>> Begin Data for processing
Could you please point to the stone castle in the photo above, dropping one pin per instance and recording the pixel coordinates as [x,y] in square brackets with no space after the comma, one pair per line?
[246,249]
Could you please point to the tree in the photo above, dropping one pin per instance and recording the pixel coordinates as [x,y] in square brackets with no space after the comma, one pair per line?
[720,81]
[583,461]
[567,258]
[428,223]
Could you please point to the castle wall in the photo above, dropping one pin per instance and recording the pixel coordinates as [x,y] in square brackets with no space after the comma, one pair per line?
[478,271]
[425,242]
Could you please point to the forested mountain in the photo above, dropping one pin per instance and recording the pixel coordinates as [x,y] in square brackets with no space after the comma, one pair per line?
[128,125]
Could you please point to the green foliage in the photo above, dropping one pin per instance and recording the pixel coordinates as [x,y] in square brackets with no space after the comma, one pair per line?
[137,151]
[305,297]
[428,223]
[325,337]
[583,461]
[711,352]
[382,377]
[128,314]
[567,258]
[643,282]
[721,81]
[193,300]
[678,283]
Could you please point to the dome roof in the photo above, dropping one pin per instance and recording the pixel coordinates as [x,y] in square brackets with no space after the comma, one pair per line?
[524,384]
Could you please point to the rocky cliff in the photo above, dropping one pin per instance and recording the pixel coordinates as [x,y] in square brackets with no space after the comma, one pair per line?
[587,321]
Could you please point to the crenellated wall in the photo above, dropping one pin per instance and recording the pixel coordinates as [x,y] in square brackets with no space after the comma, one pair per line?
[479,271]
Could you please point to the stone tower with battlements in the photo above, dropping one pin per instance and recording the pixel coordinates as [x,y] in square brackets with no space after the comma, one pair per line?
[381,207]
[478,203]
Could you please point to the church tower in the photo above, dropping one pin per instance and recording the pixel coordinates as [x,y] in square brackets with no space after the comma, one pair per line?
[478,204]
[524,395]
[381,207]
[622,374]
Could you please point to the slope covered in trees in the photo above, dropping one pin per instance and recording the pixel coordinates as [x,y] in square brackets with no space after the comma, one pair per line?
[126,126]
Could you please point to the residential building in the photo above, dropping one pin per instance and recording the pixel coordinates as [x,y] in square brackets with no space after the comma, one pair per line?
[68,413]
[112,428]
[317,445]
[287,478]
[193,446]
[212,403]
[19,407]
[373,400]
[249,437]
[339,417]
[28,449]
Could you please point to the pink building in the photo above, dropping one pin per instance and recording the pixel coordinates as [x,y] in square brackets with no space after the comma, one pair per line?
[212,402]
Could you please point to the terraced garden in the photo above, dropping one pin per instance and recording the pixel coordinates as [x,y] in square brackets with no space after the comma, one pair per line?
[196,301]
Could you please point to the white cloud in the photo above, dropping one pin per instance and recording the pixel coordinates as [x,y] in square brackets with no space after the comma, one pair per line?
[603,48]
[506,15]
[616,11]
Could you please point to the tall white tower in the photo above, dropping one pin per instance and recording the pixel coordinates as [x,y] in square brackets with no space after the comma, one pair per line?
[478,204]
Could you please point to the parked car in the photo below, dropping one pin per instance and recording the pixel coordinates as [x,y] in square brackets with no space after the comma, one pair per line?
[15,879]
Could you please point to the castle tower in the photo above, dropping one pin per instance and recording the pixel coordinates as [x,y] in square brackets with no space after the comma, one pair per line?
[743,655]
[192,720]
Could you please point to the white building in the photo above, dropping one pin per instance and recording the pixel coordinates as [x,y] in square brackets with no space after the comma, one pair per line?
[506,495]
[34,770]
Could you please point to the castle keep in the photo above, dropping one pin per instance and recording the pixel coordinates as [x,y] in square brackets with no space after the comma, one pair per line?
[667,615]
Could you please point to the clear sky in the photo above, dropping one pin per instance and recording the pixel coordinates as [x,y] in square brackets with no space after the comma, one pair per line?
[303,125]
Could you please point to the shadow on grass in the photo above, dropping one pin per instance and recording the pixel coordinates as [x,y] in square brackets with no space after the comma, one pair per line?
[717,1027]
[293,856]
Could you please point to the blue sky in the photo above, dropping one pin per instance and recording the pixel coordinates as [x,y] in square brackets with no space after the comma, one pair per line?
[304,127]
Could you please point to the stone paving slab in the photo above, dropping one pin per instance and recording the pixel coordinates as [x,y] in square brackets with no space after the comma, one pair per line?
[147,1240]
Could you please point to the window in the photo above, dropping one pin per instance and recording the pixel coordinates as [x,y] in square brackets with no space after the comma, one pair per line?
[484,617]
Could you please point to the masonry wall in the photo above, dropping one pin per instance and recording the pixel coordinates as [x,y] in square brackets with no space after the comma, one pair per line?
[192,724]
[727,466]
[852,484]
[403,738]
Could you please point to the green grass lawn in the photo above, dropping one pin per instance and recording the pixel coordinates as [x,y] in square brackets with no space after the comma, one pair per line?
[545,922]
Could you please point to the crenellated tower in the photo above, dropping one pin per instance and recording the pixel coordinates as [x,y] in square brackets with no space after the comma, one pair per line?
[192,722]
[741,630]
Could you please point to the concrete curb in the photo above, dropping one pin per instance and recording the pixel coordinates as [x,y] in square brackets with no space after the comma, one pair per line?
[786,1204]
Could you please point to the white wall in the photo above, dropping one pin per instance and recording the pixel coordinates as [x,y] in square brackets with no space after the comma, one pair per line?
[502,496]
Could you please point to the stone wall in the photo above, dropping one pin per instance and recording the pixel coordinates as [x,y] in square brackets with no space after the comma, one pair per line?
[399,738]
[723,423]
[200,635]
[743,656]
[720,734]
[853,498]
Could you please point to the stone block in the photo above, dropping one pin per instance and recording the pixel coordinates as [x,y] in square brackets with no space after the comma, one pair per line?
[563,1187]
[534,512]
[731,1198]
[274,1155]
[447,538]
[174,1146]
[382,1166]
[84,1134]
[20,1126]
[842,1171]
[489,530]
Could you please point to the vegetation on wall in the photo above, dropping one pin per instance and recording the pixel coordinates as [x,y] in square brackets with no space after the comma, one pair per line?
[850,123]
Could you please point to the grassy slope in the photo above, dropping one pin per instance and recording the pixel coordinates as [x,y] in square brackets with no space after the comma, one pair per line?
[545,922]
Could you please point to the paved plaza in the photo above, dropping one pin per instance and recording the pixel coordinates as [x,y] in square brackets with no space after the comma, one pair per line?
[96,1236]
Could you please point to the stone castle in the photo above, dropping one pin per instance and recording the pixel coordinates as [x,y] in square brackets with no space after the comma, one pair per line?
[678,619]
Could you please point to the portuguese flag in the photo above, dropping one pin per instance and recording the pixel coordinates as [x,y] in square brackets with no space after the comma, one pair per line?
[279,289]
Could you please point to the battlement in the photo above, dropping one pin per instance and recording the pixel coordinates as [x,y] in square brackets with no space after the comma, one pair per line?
>> End Data for processing
Everything from the line containing "Could you please point to the paved" to the last line of the entries above should be quoted exactly, and only that.

Could you please point to the paved plaza in the photo above, dropping one pin per instance and recording the pixel coordinates as [x,y] in square brackets with no space after the comma, one pair per line?
[96,1236]
Could you please point to the stone castle in the photo above, dropping one pin per instance and recording the pixel coordinates as [x,y] in square brackets with no space after the comma, one pair per line?
[678,619]
Could you please point to the portuguese flag in the photo above, dropping one pin per instance and recording the pixel coordinates as [x,y] in square brackets with no space after the comma, one pair per line?
[279,289]
Could you please point to the battlement in the photo above, dropping one pin per instance and recording the pixel coordinates as [x,y] in square brackets with no space after the comma, one pair per line?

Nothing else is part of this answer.